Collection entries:
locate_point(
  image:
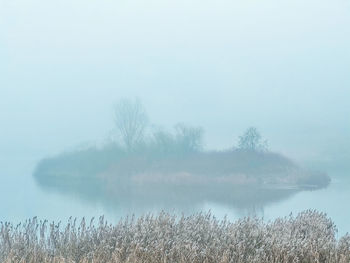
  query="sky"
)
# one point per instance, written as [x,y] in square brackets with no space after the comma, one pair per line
[280,65]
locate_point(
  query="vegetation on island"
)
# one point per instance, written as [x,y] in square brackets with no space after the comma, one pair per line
[145,164]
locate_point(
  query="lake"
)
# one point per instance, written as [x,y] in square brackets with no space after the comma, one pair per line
[22,198]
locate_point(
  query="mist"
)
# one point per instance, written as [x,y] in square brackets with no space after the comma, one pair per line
[223,66]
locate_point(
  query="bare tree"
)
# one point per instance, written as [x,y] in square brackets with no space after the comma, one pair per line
[189,138]
[252,140]
[131,121]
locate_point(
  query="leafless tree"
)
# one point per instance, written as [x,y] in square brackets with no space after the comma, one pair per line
[131,121]
[252,140]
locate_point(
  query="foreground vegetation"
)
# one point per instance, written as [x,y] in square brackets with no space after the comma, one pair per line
[308,237]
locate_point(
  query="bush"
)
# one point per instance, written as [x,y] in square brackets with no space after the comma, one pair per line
[308,237]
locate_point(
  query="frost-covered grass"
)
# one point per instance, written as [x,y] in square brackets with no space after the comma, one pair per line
[308,237]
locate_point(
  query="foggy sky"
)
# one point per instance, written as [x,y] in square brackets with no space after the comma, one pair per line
[282,66]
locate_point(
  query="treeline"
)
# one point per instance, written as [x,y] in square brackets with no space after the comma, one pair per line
[134,134]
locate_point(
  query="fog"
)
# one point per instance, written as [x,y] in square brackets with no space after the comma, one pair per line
[281,66]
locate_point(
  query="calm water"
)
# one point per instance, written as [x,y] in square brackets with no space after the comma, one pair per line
[22,199]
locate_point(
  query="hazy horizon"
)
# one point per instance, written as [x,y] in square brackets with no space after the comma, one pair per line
[279,65]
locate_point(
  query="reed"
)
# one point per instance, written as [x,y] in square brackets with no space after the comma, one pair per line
[309,236]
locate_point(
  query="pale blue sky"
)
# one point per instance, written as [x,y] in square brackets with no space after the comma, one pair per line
[282,65]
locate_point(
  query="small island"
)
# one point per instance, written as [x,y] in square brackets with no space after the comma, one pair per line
[172,167]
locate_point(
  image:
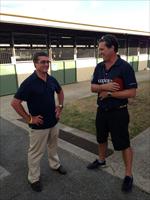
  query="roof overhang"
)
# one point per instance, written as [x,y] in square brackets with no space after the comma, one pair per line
[34,21]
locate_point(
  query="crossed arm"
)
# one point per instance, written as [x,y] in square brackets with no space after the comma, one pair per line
[113,87]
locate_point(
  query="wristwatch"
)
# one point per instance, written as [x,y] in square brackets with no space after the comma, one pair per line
[109,94]
[60,106]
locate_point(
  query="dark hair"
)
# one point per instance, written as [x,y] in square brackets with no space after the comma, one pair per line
[37,55]
[110,41]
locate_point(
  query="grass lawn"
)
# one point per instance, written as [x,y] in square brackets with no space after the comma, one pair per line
[81,113]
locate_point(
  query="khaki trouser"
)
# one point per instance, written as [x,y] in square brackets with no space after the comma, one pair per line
[39,139]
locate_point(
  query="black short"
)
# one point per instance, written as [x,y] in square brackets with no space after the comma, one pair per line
[116,123]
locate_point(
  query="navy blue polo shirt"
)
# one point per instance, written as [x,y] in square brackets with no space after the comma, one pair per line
[40,98]
[121,69]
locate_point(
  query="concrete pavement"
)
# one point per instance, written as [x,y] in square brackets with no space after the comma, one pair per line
[105,184]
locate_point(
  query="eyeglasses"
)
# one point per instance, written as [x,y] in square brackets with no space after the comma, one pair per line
[43,62]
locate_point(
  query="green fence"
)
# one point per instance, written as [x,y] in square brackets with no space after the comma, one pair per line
[8,79]
[64,71]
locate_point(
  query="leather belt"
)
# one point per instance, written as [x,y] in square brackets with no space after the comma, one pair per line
[112,109]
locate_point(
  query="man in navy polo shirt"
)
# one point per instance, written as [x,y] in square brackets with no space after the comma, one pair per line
[114,81]
[38,91]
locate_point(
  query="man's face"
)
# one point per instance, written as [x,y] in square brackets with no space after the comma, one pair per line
[105,52]
[42,64]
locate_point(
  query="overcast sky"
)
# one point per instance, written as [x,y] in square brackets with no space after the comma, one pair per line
[128,14]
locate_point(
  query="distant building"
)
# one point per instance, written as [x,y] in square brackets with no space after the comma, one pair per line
[72,46]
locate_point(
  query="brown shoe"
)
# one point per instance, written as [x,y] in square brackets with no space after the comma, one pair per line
[61,170]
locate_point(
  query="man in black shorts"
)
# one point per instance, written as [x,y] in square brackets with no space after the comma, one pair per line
[114,81]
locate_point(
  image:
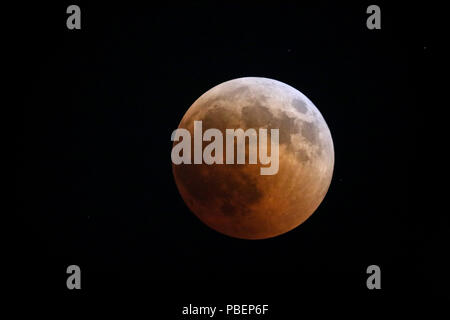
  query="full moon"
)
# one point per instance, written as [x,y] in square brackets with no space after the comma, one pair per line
[235,199]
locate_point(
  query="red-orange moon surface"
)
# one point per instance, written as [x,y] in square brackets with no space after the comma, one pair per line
[235,199]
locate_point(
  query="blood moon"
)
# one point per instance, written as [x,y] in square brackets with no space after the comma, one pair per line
[235,199]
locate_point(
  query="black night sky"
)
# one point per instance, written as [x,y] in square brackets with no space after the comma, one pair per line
[94,182]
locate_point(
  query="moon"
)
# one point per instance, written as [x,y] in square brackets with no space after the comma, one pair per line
[235,199]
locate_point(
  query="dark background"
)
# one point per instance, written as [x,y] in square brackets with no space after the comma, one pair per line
[94,181]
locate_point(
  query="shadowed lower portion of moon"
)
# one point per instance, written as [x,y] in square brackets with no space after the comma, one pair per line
[236,199]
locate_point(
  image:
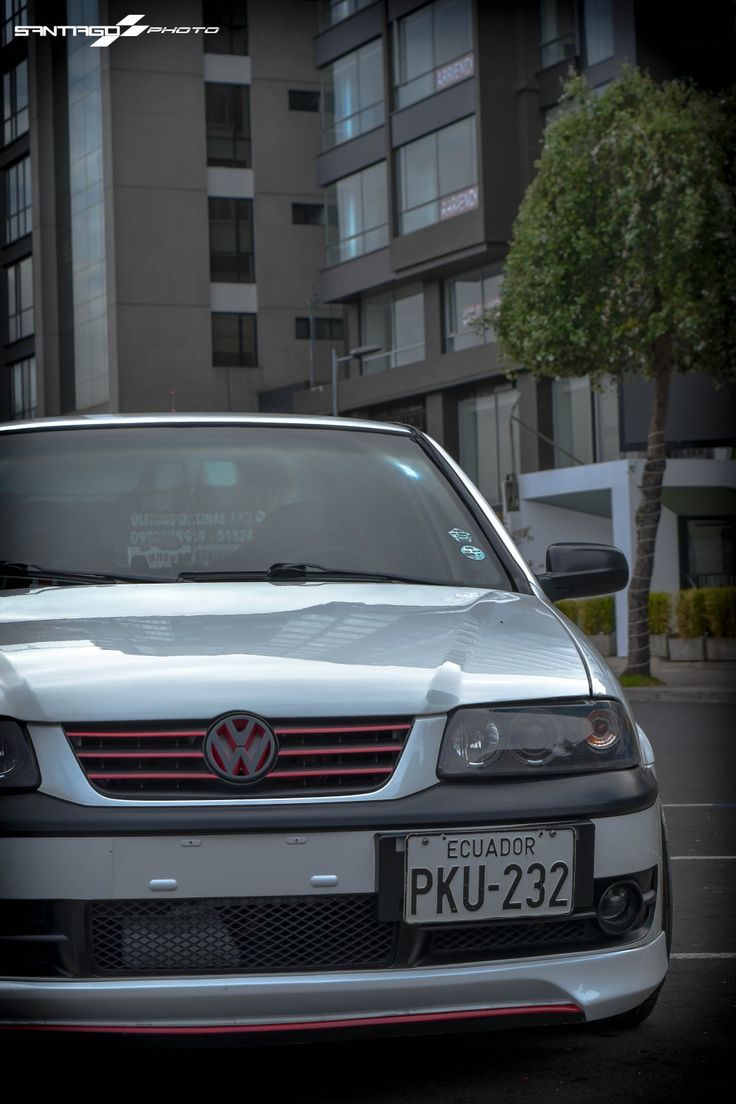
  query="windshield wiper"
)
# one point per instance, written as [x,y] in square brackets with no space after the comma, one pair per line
[10,569]
[287,572]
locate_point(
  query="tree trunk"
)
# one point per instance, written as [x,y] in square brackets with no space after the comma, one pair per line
[648,513]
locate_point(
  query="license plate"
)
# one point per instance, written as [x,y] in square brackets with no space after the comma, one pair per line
[489,874]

▸ **Objective**
Transcribe the records above exactly, leaving out every picture.

▸ **Expected answer**
locate_point(
  image:
  query="sky"
)
# one point per instance, written as [x,y] in square brackets with no space after the comma, one pair per line
[280,65]
locate_point(
  query="vegetation on island"
)
# one point per instance, written as [x,y] in square brackets with no space after the comma, one pair per line
[145,164]
locate_point(
  query="lake"
)
# one point per instance, written as [x,y] in square brackets with no space after the comma, one pair per line
[22,198]
locate_point(
  query="mist"
)
# one point per instance, written as [x,y] in square brackets with no space after the comma, one pair per line
[223,66]
locate_point(
  query="bare tree"
)
# one point per instance, written as [x,y] in square brackets with no space after the comma, one pair per line
[189,138]
[252,140]
[131,121]
locate_point(
  query="leafless tree"
)
# one point per instance, written as [x,y] in square brackets with no space after the comma, one pair per line
[131,121]
[252,140]
locate_point(
  query="foreground vegetation"
)
# one point per instance, written as [x,y] in square brackets with no space after the comma, one pair per line
[308,237]
locate_point(
  query="bush"
)
# one point per instance, written as [x,y] in square brackets with no space after the comma, one pair per line
[308,237]
locate_point(
  query="frost-covered grass"
)
# one point per instance, written as [x,y] in square brackets with no space after the comma, one pair per line
[308,237]
locate_point(
  query="foggy sky"
)
# one point per instance, written as [x,y] in square brackets with no space after the comma, one pair per line
[282,66]
locate_point(
  query="treeline"
)
# one point per instance, written as [x,y] in square brackets with no space after the comma, one pair per line
[134,134]
locate_point(
  query="fog"
)
# one point per instance, written as [x,y] in square brackets with no space after the comma, one pair per line
[281,66]
locate_point(
  query="calm water"
)
# one point per instance, written as [x,y] in square brackets with no space after the comma, one pair per line
[22,199]
locate_point(
  query="hazy horizon"
)
# one point per instance, written as [x,y] in square brackets with no space after the comma, one pair per line
[279,65]
locate_point(
  query="reed"
)
# one point per instance, written as [x,y] in square brackets with no space after the comma, one pair per line
[309,236]
locate_point(
  query="pale blue sky"
)
# one point per instance, written as [x,y] in square brackets with no space after the comma, one pair per line
[282,65]
locate_point(
  query="small island"
)
# one point per instance, written as [x,y] in square brackets with no space after the comma, one pair per line
[172,167]
locate_point(
  image:
  query="roof overhang"
)
# one point per instance, written as [x,y] in square brackets with no space after the comma, one pair per line
[34,21]
locate_point(
  query="crossed arm"
)
# one point per instance, written as [x,y] in square brackets with no space after the comma, one pair per line
[113,87]
locate_point(
  query="wristwatch"
)
# one point per instance, written as [x,y] in square brackets with no space after the comma, one pair per line
[109,94]
[60,106]
locate_point(
  query="dark hair"
)
# one point per instance, written as [x,y] in square brackets with no space after the comma, one pair per line
[37,55]
[110,41]
locate_point(
  query="grass lawn"
)
# one point per instance, written as [x,y] in square brackets with no space after the comma, one pair per line
[81,113]
locate_point(
  query="khaki trouser"
)
# one point per instance, written as [x,y] in square brackets with no space after the comma, one pair per line
[39,139]
locate_point(
  query="black short"
)
# one point per instance, written as [x,y] in square brackets with no space after the comma, one pair per line
[116,123]
locate_point(
  query="navy blue polo shirt"
)
# one point per instance, written as [x,y] in square brackets with no space after the comma, one pair per line
[40,98]
[121,69]
locate_point(
  query="concrete pavement"
)
# one point per instance, written as [x,y] in square brackets with no space after the comma, one pair per line
[105,184]
locate_point(
  query="eyeglasses"
)
# one point per instance, written as [x,y] in square brackets with no space after the comma, one pair per line
[43,62]
locate_point(
  query="green fence"
)
# one point per instance, written as [x,y] in square brackets with no space after the comma, one pair per line
[8,79]
[64,71]
locate_point(
  query="leather belt"
)
# one point per instance, written as [x,y] in square brackets with no space after the comma, one pair per line
[112,109]
locate_point(
  query="man in navy polo shirt"
)
# one point per instance, written as [x,y] in square brackets with no space after the comma, one pair per line
[114,81]
[38,91]
locate_point(
  query="man's face"
)
# one point per instance, written as [x,y] in square brackets with no space after the comma, one pair per line
[105,52]
[42,64]
locate_point(
  query="overcast sky"
)
# one point per instance, written as [x,y] in square brackets with no space after the comma, one pair per line
[128,14]
locate_point(
  query="distant building"
)
# one point per instance, written as [x,y] in square brackets with no space after the comma, one pair per line
[72,46]
locate_point(
  query="brown shoe"
)
# one point per instance, written as [x,y] in square brackets with no space after the comma, one pair per line
[61,170]
locate_point(
  query="man in black shorts"
)
# one point per instance, written as [x,y] in square brackets with no space after the comma, one pair per line
[114,81]
locate_point(
  image:
  query="full moon"
)
# one point per instance, written as [x,y] in square brackets with no space after the comma, one pair per line
[235,199]
locate_point(
  query="red-orange moon surface"
)
# one point per instance, written as [x,y] in square brackets with no space after the comma, one pair per line
[235,199]
locate_point(
  query="blood moon"
)
# one point per instance, written as [x,y] in square brackets with no space after the comma, one pair per line
[235,199]
locate_point(
  query="black night sky"
)
# one point per instance, written as [x,y] in square brackets with no space after the comma, one pair per line
[94,182]
locate_point(
  query="moon"
)
# one point per instance, written as [x,y] in square brackets with no space after the comma, one pair per line
[235,199]
locate_point(
  query="dark background"
)
# one point per instance, written as [x,y] in square brackets with no space after the comma, one pair per line
[94,181]
locate_point(
  query="shadowed lower portion of moon"
)
# one point per instance, written as [x,y] in square brackets with no space after the comma, one pair per line
[236,199]
locate_point(
  image:
  query="windshield wiper"
)
# one point per instance, written as [x,y] in square brackets with no space after the comma, one pair per line
[10,569]
[287,572]
locate_point(
  query="tree trunk"
)
# one point per instance, written as [x,y] in square brackets with no space after the comma, one pair per line
[648,513]
locate_point(
  query="license plate"
)
# one point per instance, written as [x,y] in square brackets with no space after the comma, one pair per line
[489,874]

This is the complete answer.